Work instruction. The following data has a line with "[indicate] the lichen" and a line with "[indicate] the bird's head". Write out exactly those lines and all the lines between them.

Given data START

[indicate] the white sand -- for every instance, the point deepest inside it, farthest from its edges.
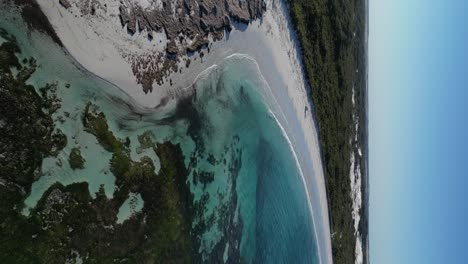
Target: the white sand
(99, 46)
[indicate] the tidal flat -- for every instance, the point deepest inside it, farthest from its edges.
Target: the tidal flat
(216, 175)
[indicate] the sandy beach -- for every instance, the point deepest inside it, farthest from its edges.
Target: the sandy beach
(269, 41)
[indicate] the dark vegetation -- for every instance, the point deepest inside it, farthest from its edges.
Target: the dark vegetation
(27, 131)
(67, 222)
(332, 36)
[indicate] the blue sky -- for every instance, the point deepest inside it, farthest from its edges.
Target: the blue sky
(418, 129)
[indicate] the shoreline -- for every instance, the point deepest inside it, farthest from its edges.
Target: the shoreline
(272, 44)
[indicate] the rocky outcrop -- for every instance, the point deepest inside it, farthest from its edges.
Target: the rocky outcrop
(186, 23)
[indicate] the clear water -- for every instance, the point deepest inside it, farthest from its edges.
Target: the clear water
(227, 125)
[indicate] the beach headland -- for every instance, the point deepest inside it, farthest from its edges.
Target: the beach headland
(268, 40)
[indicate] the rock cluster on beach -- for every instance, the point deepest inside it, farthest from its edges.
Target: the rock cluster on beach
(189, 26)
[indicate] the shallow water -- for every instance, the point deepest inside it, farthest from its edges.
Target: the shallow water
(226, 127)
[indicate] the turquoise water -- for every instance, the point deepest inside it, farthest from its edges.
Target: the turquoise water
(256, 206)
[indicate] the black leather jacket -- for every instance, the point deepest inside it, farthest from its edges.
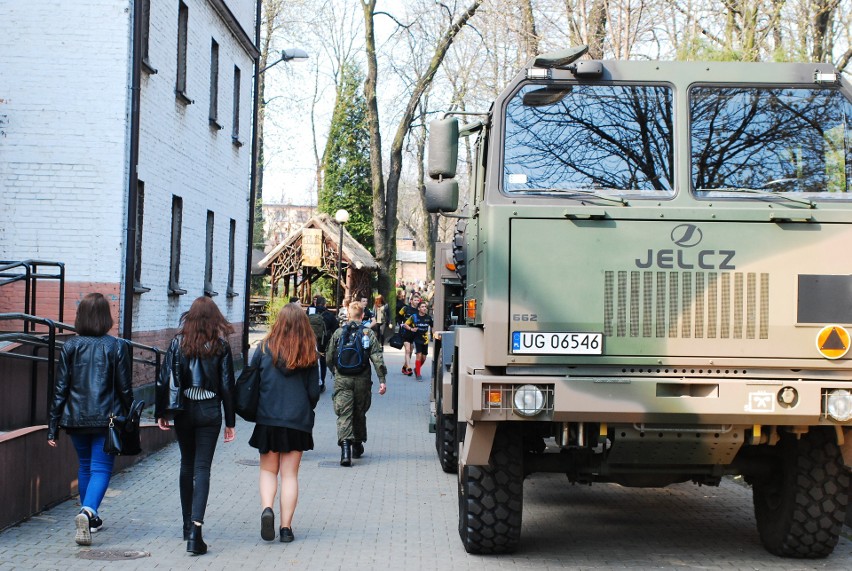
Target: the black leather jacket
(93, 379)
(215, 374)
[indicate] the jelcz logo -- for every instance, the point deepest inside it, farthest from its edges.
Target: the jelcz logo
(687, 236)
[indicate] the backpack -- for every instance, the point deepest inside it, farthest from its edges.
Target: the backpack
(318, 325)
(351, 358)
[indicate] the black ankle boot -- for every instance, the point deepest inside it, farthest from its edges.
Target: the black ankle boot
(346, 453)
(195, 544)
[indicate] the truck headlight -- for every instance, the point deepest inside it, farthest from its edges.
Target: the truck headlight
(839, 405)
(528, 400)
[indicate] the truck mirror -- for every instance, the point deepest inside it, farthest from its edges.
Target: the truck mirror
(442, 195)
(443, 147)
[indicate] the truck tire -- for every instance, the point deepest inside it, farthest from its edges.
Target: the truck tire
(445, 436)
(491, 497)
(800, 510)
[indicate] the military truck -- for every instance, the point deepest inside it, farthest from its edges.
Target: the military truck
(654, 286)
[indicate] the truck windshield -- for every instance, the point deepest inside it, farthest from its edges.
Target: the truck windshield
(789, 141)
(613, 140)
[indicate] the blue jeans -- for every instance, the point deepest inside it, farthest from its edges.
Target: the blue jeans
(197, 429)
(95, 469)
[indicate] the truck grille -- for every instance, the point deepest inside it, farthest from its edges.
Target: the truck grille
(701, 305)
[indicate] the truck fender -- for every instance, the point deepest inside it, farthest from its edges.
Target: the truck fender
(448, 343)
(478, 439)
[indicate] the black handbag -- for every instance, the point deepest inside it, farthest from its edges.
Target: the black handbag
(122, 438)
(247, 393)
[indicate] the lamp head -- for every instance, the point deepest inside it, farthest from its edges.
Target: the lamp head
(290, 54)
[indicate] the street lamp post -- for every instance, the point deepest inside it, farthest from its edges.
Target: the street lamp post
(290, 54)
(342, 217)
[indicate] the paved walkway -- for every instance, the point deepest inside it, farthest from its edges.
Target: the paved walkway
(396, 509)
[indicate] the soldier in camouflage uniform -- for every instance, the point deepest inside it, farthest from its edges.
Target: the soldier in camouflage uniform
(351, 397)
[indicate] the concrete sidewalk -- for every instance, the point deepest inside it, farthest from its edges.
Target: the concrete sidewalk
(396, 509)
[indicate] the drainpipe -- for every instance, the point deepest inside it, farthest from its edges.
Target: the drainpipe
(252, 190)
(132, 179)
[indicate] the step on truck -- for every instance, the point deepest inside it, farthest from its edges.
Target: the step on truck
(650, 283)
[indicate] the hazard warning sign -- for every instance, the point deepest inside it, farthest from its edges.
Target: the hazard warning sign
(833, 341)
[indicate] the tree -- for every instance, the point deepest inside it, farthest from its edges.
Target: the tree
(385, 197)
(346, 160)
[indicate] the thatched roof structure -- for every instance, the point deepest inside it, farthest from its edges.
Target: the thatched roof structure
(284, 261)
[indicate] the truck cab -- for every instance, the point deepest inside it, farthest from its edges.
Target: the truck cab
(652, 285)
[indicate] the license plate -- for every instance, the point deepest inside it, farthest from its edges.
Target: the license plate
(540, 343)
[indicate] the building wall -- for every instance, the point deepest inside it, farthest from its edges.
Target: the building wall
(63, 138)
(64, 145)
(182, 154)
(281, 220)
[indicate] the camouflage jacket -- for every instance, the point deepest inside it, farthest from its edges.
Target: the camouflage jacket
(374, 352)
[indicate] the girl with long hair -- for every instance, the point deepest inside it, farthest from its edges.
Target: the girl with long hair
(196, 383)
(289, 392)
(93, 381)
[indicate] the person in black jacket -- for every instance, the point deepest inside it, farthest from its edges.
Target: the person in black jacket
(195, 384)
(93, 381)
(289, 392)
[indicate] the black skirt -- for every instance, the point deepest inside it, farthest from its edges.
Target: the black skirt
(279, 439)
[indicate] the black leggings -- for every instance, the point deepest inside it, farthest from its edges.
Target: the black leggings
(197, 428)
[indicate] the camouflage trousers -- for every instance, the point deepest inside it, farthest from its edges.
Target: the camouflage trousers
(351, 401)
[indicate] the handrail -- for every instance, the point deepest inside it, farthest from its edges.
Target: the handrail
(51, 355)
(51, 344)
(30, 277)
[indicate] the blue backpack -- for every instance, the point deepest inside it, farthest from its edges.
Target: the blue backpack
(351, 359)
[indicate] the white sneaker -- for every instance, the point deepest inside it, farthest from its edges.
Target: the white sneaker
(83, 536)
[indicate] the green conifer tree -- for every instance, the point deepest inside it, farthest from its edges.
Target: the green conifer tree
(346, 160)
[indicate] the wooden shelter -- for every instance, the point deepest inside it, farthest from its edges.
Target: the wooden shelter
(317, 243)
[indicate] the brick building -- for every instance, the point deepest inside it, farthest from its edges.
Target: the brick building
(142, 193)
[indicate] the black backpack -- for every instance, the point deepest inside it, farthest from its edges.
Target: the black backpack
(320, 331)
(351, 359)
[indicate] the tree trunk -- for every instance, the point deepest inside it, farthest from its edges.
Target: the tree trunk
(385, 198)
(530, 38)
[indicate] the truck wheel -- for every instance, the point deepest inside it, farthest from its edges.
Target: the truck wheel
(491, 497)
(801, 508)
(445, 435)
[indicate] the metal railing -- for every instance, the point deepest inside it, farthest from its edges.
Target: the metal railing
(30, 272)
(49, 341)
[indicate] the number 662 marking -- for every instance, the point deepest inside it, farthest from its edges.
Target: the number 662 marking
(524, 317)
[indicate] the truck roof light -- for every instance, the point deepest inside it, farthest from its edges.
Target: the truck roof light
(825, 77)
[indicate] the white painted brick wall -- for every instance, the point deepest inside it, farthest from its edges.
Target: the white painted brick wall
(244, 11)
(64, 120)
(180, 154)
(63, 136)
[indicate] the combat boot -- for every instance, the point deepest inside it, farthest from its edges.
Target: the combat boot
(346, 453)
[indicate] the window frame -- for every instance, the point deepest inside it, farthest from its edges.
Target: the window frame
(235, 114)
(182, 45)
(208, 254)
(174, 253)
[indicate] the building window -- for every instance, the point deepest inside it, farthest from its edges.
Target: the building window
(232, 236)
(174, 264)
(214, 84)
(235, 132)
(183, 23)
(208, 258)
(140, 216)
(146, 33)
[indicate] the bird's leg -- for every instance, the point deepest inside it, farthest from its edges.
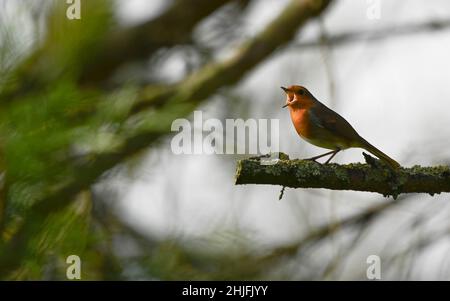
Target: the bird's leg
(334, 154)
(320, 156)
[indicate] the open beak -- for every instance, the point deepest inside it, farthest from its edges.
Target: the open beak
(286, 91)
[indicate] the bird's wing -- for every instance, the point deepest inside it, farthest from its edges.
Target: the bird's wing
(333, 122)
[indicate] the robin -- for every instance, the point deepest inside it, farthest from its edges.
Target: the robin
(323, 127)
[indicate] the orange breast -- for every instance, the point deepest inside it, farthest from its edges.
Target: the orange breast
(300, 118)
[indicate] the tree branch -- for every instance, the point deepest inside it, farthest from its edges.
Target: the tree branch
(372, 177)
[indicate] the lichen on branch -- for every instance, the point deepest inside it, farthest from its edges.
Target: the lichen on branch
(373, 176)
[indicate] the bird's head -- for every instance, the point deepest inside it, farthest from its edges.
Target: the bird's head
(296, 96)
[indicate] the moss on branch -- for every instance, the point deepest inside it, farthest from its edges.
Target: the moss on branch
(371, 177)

Given data END
Given data START

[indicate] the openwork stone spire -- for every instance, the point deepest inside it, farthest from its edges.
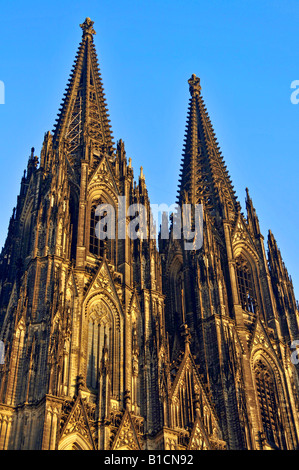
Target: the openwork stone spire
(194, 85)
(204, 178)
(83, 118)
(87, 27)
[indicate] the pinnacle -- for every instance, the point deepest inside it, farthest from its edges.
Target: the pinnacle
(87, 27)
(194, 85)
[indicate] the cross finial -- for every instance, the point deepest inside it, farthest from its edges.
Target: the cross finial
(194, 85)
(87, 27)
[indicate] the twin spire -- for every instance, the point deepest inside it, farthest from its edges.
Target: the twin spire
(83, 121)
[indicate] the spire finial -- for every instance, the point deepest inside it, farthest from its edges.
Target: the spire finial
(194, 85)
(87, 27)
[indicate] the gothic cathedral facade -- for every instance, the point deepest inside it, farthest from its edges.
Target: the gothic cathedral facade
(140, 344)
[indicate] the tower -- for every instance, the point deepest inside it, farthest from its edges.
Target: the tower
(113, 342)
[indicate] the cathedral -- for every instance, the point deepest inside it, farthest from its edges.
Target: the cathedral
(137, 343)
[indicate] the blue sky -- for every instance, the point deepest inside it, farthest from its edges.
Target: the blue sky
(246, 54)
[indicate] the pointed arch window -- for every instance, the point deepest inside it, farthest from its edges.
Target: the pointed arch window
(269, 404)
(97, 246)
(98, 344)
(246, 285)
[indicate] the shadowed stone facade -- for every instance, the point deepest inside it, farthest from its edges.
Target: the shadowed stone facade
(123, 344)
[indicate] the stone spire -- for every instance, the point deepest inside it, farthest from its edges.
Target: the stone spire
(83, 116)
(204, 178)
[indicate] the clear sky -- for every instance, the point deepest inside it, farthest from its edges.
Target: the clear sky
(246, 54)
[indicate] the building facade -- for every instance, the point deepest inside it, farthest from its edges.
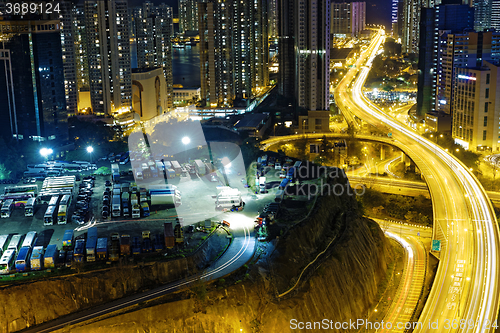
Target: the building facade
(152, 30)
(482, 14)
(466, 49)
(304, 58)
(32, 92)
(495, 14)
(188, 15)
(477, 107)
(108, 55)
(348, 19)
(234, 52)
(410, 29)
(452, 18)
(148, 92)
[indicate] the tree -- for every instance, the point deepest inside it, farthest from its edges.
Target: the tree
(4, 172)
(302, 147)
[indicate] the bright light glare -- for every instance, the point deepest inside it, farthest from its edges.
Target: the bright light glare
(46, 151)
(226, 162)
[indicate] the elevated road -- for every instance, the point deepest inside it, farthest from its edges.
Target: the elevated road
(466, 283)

Given data END

Task result.
[indicate] the lichen on branch -- for every instance, the point deepest inside it, farthest from its edges.
Target: the lichen on branch
(373, 176)
[indicate] the bird's head -- for every instance, the point deepest inside it, farthest from its edges.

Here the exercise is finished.